TEXT SEGMENT.
◇ ◇ ◇ ◇

Because we have significant international operations and a significant portion of our revenue derives from sales made to foreign customers located primarily in Europe and Japan, we may be subject to political, economic and other conditions relating to our international operations that could increase our operating expenses and disrupt our business.

We are dependent on sales to customers outside the United States, in particular Europe and Japan. Revenue derived from these customers accounted for approximately 39% of our revenues for the second quarter ended September 30, 2003. Revenue derived from these customers accounted for approximately 47%, 39% and 30% of our revenues in fiscal years 2001, 2002 and 2003, respectively. Although most of our revenue and expenses are transacted in U.S. dollars, we may be exposed to currency exchange fluctuations in the future as business practices evolve and w are forced to transact business in local currencies. This may expose us to foreign currency fluctuation risks. These foreign customers expose us to the following additional risks, among others:

 

    currency movements in which the U.S. dollar becomes significantly stronger with respect to foreign currencies, thereby reducing relative demand for our products outside the United States;

 

    import and export restrictions and duties, including tariffs and other barriers;

 

    foreign regulatory restrictions, for example, safety or radio emissions regulations; and

 

    liquidity problems in various foreign markets;

 

    burdens of complying with a variety of foreign laws;

 

    political and economic instability; and

 

    changes in diplomatic and trade relationships.

 

International sales have historically represented slightly less than 50% of our total sales, and we expect that they will continue to represent a significant percentage of future revenue. We also expect that international sales will continue to account for a significant portion of our net product sales for the foreseeable future. As a result, the occurrence of any negative international political, economic or geographic events could result in significant revenue shortfalls. These shortfalls could cause our business, financial condition and results of operations to be harmed.

◇ ◇ ◇ ◇

SUPPLIED RECORDS.
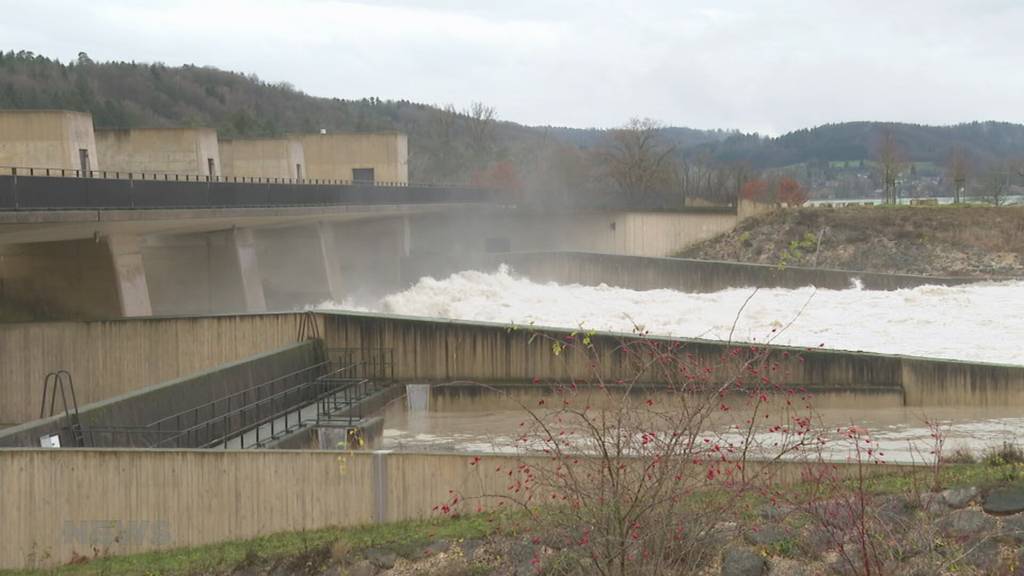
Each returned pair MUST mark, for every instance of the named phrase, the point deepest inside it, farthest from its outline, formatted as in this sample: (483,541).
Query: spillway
(981,322)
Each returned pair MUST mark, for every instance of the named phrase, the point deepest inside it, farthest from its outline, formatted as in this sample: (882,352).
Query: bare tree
(639,162)
(957,168)
(891,164)
(997,179)
(481,127)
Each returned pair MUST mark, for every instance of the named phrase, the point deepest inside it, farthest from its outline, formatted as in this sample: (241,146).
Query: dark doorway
(363,175)
(83,161)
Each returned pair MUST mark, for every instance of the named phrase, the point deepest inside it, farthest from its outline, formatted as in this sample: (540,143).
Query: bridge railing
(55,189)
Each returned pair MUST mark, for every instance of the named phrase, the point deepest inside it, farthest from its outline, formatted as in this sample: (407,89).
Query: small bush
(961,455)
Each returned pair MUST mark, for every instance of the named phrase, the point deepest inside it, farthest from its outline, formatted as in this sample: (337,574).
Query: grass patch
(403,538)
(408,538)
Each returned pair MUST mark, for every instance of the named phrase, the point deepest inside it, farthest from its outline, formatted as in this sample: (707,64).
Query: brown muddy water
(471,418)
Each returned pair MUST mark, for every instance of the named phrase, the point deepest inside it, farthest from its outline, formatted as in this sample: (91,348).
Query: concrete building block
(174,151)
(336,157)
(263,158)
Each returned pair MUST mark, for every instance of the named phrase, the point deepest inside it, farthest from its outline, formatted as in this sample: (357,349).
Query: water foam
(979,322)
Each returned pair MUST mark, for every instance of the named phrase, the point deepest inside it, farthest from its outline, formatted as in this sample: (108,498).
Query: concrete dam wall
(105,421)
(58,503)
(110,359)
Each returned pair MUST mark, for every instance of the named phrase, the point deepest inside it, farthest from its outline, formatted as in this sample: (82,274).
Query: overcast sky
(764,66)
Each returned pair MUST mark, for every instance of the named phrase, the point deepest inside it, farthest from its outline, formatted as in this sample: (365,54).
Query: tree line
(641,164)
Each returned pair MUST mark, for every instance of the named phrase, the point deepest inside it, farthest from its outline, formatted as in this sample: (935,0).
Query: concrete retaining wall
(150,404)
(61,503)
(695,276)
(441,352)
(109,359)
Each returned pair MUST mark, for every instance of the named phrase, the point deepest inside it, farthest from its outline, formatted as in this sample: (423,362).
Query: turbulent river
(979,322)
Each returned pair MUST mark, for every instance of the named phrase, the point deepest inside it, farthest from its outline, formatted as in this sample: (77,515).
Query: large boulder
(742,562)
(1009,500)
(967,524)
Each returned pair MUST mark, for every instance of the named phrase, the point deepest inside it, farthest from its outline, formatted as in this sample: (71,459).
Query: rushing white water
(978,322)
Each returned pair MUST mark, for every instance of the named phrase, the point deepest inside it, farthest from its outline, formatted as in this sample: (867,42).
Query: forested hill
(564,165)
(859,140)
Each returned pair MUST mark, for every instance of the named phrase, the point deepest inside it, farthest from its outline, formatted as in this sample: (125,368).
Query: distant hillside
(445,145)
(858,140)
(545,165)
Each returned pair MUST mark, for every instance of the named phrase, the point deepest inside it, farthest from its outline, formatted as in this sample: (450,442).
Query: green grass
(407,538)
(403,538)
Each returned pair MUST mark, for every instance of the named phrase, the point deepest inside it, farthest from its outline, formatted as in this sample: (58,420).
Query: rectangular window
(363,175)
(83,160)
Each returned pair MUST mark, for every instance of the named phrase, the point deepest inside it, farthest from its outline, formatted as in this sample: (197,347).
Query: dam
(357,344)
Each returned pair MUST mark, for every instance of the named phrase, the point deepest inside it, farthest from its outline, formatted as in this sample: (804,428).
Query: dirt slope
(941,241)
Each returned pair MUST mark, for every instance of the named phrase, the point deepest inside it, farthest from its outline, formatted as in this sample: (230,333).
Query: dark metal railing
(266,411)
(376,364)
(53,189)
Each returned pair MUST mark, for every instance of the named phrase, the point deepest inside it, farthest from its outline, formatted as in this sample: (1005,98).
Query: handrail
(150,175)
(236,394)
(224,418)
(240,434)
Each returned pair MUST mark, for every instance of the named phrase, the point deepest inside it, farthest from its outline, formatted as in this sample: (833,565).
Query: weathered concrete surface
(109,359)
(58,503)
(334,156)
(112,358)
(46,138)
(174,151)
(146,405)
(262,158)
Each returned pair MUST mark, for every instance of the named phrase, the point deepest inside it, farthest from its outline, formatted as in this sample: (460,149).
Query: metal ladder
(60,379)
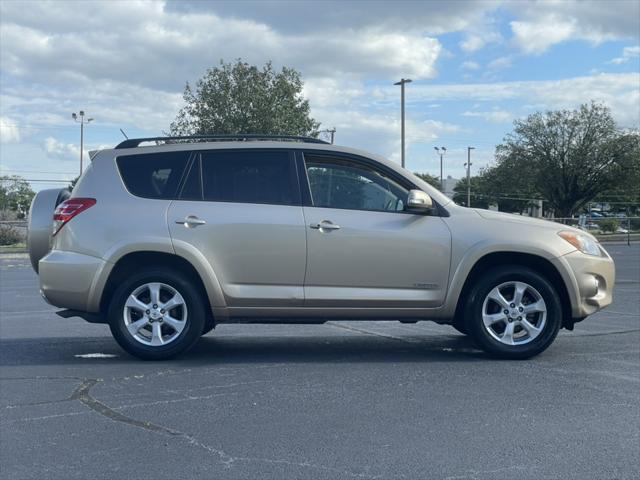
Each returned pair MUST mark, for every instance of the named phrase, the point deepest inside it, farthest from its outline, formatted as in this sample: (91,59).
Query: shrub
(609,225)
(10,235)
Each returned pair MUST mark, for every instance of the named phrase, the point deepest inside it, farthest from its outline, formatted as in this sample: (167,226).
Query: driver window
(336,183)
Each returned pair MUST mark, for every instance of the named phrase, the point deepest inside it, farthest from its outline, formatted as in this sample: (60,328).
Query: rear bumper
(71,280)
(589,280)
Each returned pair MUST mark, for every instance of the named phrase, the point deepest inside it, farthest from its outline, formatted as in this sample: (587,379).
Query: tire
(209,325)
(460,326)
(515,329)
(155,333)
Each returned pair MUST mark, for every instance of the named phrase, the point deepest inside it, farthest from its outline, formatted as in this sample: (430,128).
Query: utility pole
(402,83)
(468,165)
(79,118)
(441,151)
(330,131)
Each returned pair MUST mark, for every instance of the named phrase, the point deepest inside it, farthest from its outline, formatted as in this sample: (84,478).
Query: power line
(34,171)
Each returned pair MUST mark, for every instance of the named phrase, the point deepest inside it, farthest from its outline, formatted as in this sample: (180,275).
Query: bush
(609,225)
(10,235)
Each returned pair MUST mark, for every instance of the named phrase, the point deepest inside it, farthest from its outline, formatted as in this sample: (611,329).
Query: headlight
(582,242)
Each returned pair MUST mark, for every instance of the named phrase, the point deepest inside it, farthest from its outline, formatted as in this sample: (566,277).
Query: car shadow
(227,350)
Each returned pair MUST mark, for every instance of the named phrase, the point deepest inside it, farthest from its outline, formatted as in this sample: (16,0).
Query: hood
(510,217)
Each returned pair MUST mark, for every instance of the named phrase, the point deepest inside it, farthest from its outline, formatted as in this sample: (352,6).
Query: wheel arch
(535,262)
(133,261)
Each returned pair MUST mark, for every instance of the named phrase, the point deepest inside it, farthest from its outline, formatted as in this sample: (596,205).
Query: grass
(15,248)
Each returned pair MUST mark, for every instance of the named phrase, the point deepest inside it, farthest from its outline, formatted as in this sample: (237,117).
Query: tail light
(69,209)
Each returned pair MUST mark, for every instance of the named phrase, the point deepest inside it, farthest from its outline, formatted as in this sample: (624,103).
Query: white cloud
(9,132)
(477,40)
(500,63)
(493,116)
(143,43)
(628,53)
(470,65)
(619,91)
(536,37)
(58,150)
(542,24)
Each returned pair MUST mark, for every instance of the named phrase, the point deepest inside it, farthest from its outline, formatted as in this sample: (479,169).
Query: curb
(12,255)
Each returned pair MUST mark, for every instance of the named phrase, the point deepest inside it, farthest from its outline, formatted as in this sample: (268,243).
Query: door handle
(191,221)
(325,225)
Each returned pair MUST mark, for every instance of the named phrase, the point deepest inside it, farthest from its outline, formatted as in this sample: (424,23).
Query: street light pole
(441,151)
(468,165)
(402,83)
(79,118)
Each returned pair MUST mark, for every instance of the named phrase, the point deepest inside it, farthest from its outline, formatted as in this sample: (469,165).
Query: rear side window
(255,176)
(153,175)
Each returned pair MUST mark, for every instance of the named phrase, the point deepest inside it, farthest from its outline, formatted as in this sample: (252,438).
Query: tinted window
(153,175)
(341,184)
(249,177)
(192,187)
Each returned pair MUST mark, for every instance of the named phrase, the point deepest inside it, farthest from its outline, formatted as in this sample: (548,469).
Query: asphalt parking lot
(341,400)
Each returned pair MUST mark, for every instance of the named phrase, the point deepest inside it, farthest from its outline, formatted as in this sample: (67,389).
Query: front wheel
(513,312)
(157,314)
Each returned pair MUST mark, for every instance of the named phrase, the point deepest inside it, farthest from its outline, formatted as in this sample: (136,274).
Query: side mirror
(419,201)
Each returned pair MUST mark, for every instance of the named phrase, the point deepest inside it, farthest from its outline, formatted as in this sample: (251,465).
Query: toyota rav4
(164,242)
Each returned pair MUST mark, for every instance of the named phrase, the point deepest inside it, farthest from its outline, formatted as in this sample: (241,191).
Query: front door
(241,209)
(364,250)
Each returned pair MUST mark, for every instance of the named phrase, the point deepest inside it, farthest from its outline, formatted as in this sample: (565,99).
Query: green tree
(235,98)
(480,197)
(430,179)
(568,156)
(15,194)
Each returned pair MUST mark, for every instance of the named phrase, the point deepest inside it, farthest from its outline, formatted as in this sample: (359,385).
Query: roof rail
(135,142)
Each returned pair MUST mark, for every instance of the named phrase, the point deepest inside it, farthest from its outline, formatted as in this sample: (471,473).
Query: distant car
(164,242)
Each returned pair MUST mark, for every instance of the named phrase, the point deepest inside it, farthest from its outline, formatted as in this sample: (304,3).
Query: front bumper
(71,280)
(589,280)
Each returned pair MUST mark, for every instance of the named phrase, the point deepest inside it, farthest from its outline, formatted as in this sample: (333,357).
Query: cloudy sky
(476,66)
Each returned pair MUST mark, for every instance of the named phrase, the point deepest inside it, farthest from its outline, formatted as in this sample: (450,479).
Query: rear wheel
(513,312)
(157,314)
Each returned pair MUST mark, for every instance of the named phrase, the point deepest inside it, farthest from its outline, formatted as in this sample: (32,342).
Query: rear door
(242,210)
(364,249)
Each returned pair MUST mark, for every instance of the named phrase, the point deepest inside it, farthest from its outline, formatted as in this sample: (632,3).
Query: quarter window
(153,175)
(250,177)
(336,183)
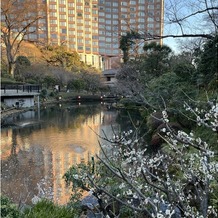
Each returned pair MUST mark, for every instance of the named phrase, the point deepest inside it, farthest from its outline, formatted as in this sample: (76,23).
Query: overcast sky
(193,25)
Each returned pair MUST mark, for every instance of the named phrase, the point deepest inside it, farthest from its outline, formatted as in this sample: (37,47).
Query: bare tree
(19,19)
(193,18)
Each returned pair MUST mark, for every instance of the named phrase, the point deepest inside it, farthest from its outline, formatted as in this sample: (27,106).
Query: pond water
(43,145)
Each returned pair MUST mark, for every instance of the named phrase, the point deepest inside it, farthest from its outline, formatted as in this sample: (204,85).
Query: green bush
(48,209)
(8,208)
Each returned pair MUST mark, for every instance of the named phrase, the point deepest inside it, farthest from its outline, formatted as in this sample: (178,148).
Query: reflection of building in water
(48,153)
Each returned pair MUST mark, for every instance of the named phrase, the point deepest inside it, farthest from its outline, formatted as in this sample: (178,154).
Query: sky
(192,25)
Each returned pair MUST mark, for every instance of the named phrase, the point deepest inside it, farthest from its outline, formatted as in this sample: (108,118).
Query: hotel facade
(93,27)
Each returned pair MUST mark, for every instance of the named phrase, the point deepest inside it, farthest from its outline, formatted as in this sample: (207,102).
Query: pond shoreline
(86,98)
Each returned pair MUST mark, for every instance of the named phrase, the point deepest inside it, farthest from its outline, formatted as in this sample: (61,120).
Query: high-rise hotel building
(93,27)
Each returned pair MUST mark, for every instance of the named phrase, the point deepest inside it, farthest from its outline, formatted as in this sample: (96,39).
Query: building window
(63,16)
(150,6)
(71,4)
(54,36)
(71,12)
(124,3)
(132,2)
(62,23)
(62,9)
(64,31)
(53,21)
(52,6)
(62,1)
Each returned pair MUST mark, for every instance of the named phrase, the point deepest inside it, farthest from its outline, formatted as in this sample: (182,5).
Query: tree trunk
(11,68)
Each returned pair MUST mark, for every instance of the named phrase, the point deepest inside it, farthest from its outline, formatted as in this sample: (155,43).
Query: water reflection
(36,154)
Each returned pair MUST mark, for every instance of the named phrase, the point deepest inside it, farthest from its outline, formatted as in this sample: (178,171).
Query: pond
(41,146)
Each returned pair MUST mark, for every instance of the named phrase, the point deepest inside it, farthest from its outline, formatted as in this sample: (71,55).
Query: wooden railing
(21,88)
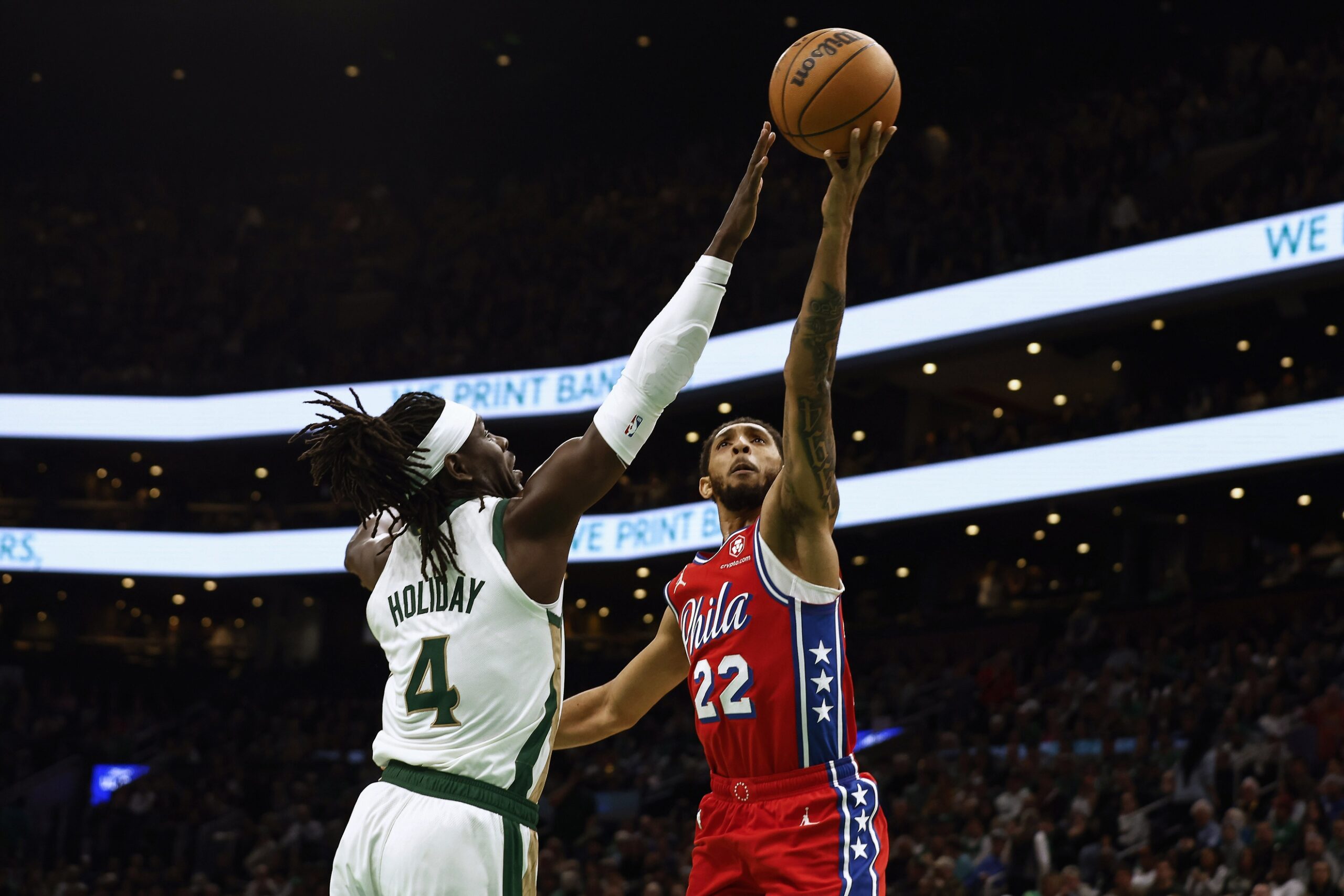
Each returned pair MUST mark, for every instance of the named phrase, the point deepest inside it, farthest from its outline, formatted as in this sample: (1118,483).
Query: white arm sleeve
(663,359)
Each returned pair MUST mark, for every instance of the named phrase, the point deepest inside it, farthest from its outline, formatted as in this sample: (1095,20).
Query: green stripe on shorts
(512,859)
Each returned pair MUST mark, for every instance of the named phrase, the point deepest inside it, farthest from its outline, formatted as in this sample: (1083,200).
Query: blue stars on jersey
(819,660)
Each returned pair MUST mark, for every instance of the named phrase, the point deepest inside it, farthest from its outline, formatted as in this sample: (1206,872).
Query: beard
(742,496)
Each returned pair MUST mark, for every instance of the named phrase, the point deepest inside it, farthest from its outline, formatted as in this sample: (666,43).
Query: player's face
(743,462)
(491,465)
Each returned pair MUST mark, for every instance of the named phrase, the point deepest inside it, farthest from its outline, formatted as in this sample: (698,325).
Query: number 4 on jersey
(438,698)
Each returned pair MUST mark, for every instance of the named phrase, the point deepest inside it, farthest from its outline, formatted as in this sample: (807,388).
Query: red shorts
(811,832)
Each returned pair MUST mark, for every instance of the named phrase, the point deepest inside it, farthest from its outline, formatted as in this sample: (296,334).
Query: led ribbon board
(1235,442)
(1162,268)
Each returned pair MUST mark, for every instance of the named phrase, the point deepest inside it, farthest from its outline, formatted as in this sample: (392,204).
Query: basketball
(830,82)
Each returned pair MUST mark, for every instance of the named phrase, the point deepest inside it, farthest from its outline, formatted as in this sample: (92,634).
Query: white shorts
(400,842)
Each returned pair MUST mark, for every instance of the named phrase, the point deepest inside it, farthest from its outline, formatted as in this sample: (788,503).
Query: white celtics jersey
(478,668)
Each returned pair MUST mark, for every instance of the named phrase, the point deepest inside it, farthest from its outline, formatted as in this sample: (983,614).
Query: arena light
(1162,453)
(1163,268)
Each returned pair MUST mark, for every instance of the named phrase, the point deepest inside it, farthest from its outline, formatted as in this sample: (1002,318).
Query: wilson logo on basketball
(828,47)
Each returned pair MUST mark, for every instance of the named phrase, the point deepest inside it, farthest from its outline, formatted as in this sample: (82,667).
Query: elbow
(620,719)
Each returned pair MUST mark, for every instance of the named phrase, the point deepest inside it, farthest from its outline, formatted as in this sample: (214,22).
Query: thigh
(718,867)
(354,868)
(445,848)
(823,842)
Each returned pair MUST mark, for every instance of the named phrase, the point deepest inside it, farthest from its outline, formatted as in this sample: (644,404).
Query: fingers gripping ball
(830,82)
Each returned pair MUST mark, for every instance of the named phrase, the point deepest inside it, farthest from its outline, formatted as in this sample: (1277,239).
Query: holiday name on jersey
(725,614)
(413,599)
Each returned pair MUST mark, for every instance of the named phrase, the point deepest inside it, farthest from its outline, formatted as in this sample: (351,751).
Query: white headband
(448,436)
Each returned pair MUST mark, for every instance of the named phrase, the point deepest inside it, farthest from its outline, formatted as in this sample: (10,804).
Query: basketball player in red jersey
(759,625)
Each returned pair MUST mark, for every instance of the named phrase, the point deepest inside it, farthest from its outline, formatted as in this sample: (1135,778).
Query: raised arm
(802,507)
(541,523)
(601,712)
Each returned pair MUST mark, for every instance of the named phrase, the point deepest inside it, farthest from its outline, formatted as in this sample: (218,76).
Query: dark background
(443,214)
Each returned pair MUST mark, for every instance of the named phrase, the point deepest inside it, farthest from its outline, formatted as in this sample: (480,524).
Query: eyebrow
(754,426)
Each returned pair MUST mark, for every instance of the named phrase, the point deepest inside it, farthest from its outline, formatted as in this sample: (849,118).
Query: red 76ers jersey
(769,679)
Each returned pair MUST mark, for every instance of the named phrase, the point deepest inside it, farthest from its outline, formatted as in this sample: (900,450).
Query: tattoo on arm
(815,339)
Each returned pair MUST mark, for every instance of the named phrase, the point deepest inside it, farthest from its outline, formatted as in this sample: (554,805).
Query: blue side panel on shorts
(857,800)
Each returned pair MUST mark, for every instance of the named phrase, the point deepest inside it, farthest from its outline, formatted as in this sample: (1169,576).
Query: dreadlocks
(366,458)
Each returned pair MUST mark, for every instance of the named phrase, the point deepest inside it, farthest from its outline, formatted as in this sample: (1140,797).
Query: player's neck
(733,520)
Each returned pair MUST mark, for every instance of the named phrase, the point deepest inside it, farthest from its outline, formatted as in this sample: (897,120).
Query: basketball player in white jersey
(468,608)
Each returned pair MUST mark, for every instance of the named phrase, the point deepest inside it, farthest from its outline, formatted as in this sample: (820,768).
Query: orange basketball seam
(784,83)
(860,114)
(817,93)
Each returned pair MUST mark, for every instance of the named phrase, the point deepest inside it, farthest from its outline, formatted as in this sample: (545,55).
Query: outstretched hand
(850,175)
(741,217)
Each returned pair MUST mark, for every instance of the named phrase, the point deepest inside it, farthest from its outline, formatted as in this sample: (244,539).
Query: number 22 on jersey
(734,702)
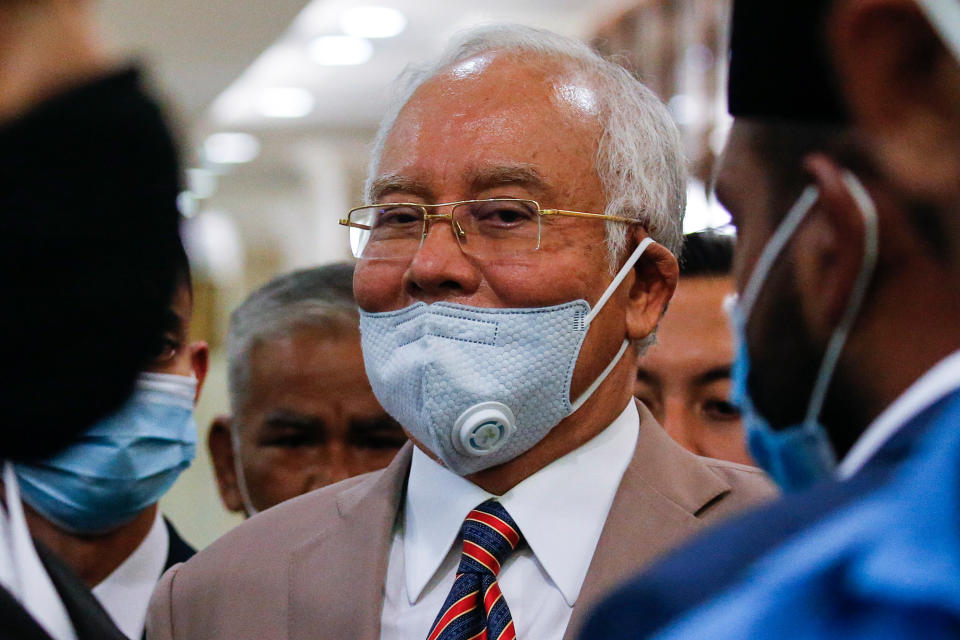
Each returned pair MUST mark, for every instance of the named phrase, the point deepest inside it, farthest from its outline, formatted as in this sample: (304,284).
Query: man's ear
(200,363)
(657,273)
(903,89)
(827,252)
(221,454)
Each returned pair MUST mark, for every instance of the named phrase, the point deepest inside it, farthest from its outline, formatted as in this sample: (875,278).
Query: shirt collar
(933,385)
(560,509)
(125,593)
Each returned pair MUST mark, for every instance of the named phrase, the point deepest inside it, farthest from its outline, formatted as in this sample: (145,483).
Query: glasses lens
(385,231)
(498,227)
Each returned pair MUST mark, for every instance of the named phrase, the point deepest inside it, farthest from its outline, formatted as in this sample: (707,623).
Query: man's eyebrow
(284,418)
(393,183)
(502,176)
(713,375)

◇ ◇ ◇ ◇

EXERCISE INSTRUCTIONS.
According to the passage on international operations, what share of revenues came from customers outside the United States in fiscal year 2001? The listing has no connection to the passage on international operations.

PROBLEM SOLUTION.
Approximately 47%.